Task prompt: Update the Tracer passage from "Tracer will plot" through "in Figure 4.", putting "frequentist confidence interval" in place of "confidence interval".

Reading text:
++++++++++++++++++++

Remember that MCMC is a stochastic algorithm so the actual numbers will not be exactly the same. On the left hand side is a list of the different quantities that BEAST has logged. There are traces for the posterior (this is the log of the product of the tree likelihood and the prior probabilities), and the continuous parameters. Selecting a trace on the left brings up analyses for this trace on the right hand side depending on tab that is selected. When first opened, the “posterior”” trace is selected and various statistics of this trace are shown under the Estimates tab. In the top right of the window is a table of calculated statistics for the selected trace.

Tracer will plot a (marginal posterior) distribution for the selected parameter and also give you statistics such as the mean and median. The 95% HPD lower or upper stands for the highest posterior density interval and represents the most compact interval on the selected parameter that contains 95% of the posterior probability. It can be thought of as a Bayesian analog to a confidence interval.

In the implemented phylogeographic model, the rate matrix is symmetric, meaning that a relative migration rate between two locations solely represents a numerical value without implying any direction. Consequently, for 5 locations, there are only 10 relative migration rates, as illustrated in Figure 4.

++++++++++++++++++++

Provided data:
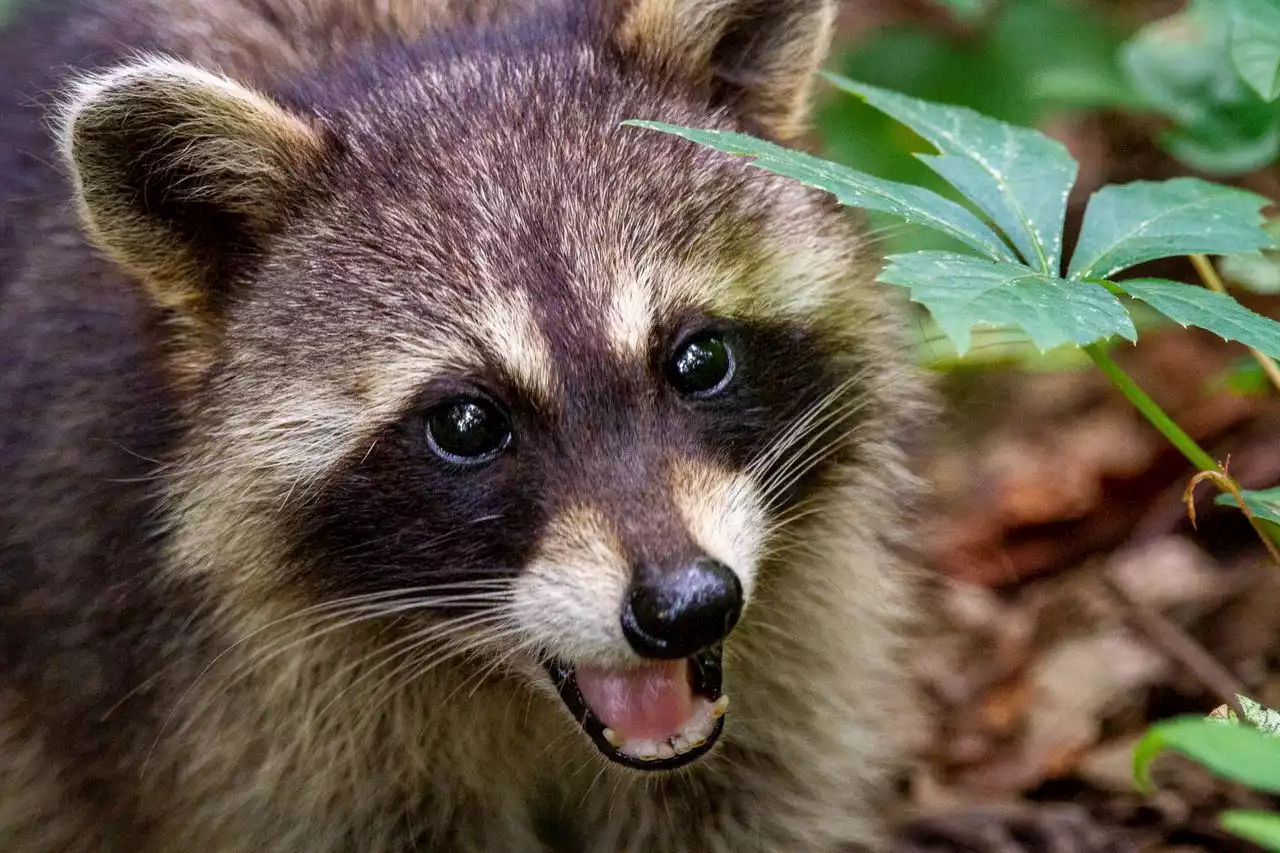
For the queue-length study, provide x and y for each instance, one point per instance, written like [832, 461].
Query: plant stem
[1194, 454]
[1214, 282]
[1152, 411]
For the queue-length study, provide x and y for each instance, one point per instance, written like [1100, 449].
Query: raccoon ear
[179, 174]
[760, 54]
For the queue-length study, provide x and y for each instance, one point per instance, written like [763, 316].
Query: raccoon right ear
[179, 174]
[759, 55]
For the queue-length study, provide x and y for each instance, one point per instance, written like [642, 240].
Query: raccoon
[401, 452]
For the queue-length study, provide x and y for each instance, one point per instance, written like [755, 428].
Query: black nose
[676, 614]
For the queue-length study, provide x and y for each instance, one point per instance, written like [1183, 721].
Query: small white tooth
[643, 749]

++++++++++++++++++++

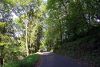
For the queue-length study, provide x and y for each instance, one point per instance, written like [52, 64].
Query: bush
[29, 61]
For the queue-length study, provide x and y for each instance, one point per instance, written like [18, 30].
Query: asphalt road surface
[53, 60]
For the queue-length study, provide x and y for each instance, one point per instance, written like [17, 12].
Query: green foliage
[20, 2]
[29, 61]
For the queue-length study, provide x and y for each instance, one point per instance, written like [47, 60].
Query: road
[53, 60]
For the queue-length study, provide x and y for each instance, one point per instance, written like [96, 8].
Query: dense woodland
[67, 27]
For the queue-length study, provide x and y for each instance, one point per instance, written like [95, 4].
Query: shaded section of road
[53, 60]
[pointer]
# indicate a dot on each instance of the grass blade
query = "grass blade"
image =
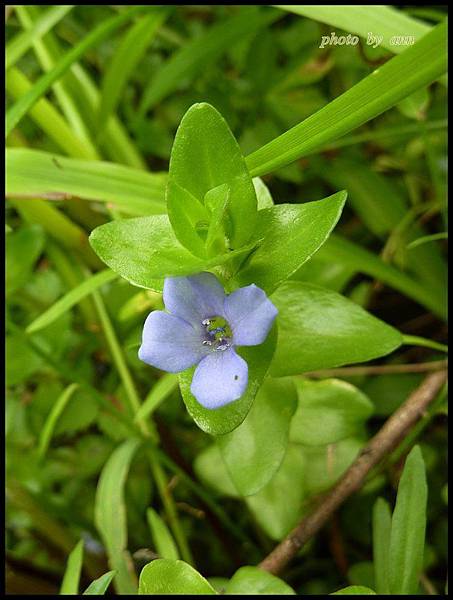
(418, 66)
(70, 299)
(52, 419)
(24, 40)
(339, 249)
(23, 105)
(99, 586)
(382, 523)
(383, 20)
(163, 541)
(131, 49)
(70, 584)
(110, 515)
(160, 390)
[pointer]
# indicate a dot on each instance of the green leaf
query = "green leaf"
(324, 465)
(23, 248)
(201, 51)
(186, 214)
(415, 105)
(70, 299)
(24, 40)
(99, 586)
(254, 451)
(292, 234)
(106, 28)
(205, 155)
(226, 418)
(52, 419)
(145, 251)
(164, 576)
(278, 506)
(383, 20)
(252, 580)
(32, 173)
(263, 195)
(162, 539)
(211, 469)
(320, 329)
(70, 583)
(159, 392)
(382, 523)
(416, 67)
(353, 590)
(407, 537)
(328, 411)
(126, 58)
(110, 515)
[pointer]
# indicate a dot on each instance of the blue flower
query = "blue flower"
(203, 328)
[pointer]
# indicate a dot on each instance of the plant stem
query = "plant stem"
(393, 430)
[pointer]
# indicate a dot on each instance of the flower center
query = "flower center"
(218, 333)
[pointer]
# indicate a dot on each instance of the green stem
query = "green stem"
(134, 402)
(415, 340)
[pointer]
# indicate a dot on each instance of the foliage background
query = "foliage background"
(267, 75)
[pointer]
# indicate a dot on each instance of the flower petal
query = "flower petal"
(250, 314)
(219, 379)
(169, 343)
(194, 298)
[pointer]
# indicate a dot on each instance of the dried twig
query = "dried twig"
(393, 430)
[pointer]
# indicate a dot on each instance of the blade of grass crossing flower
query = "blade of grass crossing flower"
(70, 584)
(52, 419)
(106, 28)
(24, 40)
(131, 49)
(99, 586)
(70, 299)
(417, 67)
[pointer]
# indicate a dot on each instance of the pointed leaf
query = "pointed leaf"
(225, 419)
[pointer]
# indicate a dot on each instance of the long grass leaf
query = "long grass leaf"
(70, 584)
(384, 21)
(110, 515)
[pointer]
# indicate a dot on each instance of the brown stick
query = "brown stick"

++++++++++++++++++++

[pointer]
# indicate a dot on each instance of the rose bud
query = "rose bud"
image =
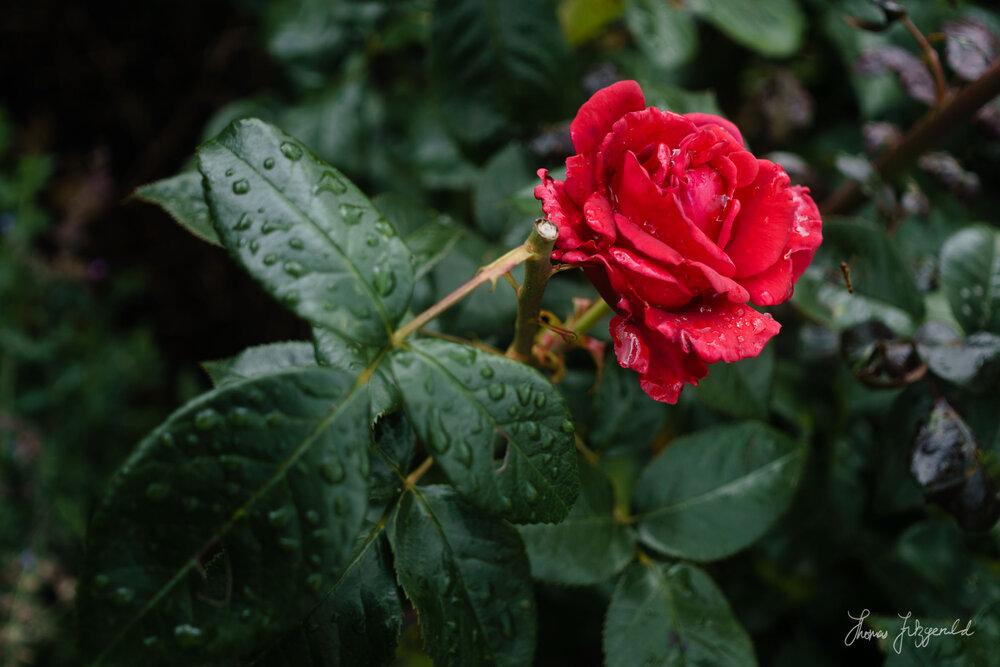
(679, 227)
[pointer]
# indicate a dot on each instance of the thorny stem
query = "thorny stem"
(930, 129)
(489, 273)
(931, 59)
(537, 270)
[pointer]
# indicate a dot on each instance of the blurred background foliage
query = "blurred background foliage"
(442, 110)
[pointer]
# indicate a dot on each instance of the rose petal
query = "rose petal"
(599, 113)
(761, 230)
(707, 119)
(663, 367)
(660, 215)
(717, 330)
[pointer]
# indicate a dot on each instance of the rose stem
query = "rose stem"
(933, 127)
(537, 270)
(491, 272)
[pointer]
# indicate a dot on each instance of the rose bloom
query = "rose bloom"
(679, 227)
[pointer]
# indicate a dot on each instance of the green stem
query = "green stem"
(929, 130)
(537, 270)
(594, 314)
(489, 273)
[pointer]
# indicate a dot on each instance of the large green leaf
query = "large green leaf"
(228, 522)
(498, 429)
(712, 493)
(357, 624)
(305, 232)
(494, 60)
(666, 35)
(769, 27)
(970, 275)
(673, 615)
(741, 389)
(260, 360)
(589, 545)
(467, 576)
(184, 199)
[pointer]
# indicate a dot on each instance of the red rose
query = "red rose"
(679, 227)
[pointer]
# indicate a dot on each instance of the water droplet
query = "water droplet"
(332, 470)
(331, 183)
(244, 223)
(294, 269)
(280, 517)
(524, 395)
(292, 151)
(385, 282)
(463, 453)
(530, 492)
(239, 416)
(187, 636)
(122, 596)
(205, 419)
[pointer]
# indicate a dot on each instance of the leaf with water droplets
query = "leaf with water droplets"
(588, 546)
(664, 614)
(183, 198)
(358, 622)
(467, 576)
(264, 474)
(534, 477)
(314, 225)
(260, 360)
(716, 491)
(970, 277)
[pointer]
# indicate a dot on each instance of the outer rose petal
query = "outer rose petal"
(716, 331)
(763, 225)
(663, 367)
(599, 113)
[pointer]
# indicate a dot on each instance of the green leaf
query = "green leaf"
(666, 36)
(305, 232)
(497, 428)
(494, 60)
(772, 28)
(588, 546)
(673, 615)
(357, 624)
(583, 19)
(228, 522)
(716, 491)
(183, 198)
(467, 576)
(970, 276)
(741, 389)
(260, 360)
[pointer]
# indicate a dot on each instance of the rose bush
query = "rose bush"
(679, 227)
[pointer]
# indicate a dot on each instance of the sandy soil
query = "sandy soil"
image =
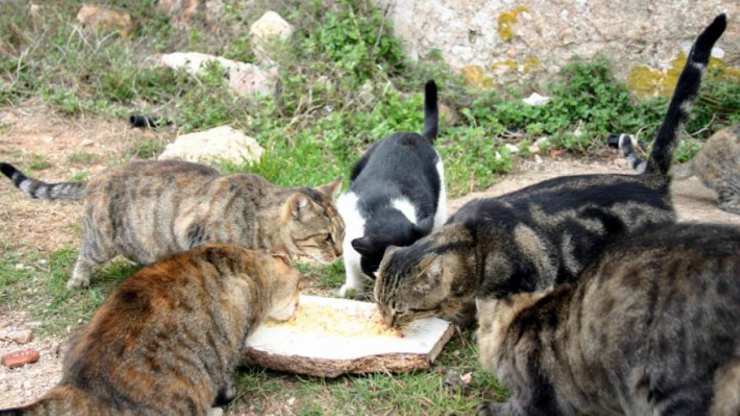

++++++++++++++++++++

Exercise response:
Tracer will plot a (marginal posterior) distribution for the selected parameter and also give you statistics such as the mean and median. The 95% HPD lower or upper stands for the highest posterior density interval and represents the most compact interval on the selected parameter that contains 95% of the posterior probability. It can be thought of as a Bayesian analog to a frequentist confidence interval.

In the implemented phylogeographic model, the rate matrix is symmetric, meaning that a relative migration rate between two locations solely represents a numerical value without implying any direction. Consequently, for 5 locations, there are only 10 relative migration rates, as illustrated in Figure 4.